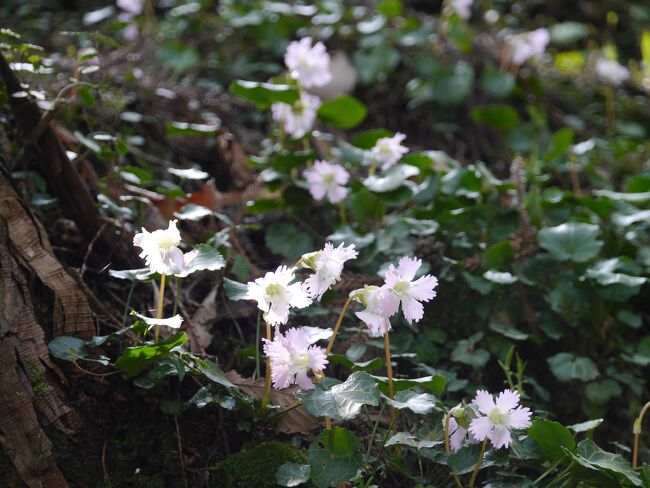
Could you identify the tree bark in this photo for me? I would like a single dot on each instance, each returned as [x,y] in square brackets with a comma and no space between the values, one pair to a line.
[39,300]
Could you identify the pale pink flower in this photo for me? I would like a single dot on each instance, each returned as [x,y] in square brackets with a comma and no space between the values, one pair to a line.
[528,45]
[373,316]
[463,8]
[403,289]
[387,151]
[308,64]
[292,357]
[132,7]
[275,294]
[160,249]
[299,118]
[611,71]
[499,417]
[327,266]
[327,180]
[173,322]
[457,434]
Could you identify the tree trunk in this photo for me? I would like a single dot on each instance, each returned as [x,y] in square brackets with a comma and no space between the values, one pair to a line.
[39,300]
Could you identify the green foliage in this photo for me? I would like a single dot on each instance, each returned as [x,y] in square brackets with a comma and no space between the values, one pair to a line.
[552,438]
[344,112]
[263,95]
[256,467]
[334,457]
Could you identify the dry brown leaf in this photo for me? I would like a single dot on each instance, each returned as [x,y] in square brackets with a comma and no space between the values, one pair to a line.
[294,421]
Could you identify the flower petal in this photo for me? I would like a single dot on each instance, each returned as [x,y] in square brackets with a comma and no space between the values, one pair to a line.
[507,400]
[480,428]
[520,418]
[484,401]
[500,437]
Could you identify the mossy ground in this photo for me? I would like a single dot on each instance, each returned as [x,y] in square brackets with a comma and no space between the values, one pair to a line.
[255,468]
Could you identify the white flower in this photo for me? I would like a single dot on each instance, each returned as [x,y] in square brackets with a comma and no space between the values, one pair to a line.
[292,357]
[327,179]
[373,316]
[457,434]
[160,249]
[402,288]
[388,150]
[308,64]
[327,266]
[275,294]
[528,45]
[299,118]
[173,322]
[499,417]
[611,71]
[463,8]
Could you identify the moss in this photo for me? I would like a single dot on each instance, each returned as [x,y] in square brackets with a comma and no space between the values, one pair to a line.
[255,468]
[36,378]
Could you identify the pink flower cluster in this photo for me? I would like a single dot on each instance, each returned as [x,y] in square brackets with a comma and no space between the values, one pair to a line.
[400,288]
[494,420]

━━━━━━━━━━━━━━━━━━━━━━━━━━━━━━

ACTIVITY> Each line, starting with the one that holds "Could you identify the pink" and ending with the last line of the listing, is to be restated exactly.

RESPONSE BOX>
Could you identify the pink flower cluster in this photo for me? I would like a single dot on each instance, each returned as [x,y] in square brackets with a comma and no space between the values, one pair to a line.
[400,288]
[494,420]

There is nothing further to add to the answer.